• Extract:
______________________________

Hebbian Attractor Networks for Robot Locomotion

TL;DR

This paper introduces Hebbian Attractor Networks (HAN), which utilize local Hebbian plasticity with dual-timescale updates to enable adaptive control in robotic locomotion, demonstrating how timing influences neural dynamics and stability.

Contribution

The paper presents a novel class of plastic neural networks, HAN, that induce attractor dynamics through local weight normalization and dual-timescale Hebbian updates, advancing adaptive control in robotics.

Findings

Slower updates lead to stable weight convergence.

Faster updates produce oscillatory attractor dynamics.

Results generalize to high-dimensional quadrupedal robots.

______________________________

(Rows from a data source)
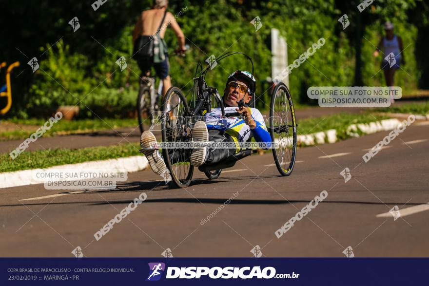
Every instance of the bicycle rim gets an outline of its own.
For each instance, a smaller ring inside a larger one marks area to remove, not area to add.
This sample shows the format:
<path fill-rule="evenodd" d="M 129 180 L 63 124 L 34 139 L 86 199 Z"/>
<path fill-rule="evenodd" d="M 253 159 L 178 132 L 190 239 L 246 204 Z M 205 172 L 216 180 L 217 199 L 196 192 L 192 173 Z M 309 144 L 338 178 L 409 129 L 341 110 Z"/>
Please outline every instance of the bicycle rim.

______________________________

• Required action 1:
According to the summary of Hebbian Attractor Networks above, what do faster Hebbian updates produce?
• Required action 2:
Continue the summary of Hebbian Attractor Networks from the point where it stops.

• Exercise output 1:
Faster updates produce oscillatory attractor dynamics.

• Exercise output 2:
Abstract

Biological neural networks continuously adapt and modify themselves in response to experiences throughout their lifetime - a capability largely absent in artificial neural networks. Hebbian plasticity offers a promising path toward rapid adaptation in changing environments. Here, we introduce Hebbian Attractor Networks (HAN), a class of plastic neural networks in which local weight update normalization induces emergent attractor dynamics. Unlike prior approaches, HANs employ dual-timescale plasticity and temporal averaging of pre- and postsynaptic activations to induce either co-dynamic limit cycles or fixed-point weight attractors. Using simulated locomotion benchmarks, we gain insight into how Hebbian update frequency and activation averaging influence weight dynamics and control performance. Our results show that slower updates, combined with averaged pre- and postsynaptic activations, promote convergence to stable weight configurations, while faster updates yield oscillatory co-dynamic systems. We further demonstrate that these findings generalize to high-dimensional quadrupedal locomotion with a simulated Unitree Go1 robot. These results highlight how the timing of plasticity shapes neural dynamics in embodied systems, providing a principled characterization of the attractor regimes that emerge in self-modifying networks.